====== Provided records ======

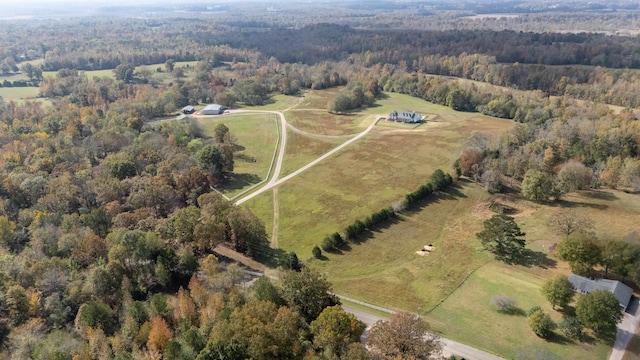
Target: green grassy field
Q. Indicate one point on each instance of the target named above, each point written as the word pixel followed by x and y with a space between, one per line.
pixel 257 137
pixel 452 286
pixel 276 102
pixel 387 162
pixel 633 350
pixel 385 269
pixel 19 93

======

Problem description - Rewrite the entries above with "field" changed to "meadow" and everything else kept the same. Leave the pictures out.

Solution to this task -
Target: green grassy meadow
Q. Indicate one point on each instance of the target named above, each point written as the word pixel followed by x and y with a space between, one per line.
pixel 257 137
pixel 452 286
pixel 276 102
pixel 387 162
pixel 633 350
pixel 385 269
pixel 19 93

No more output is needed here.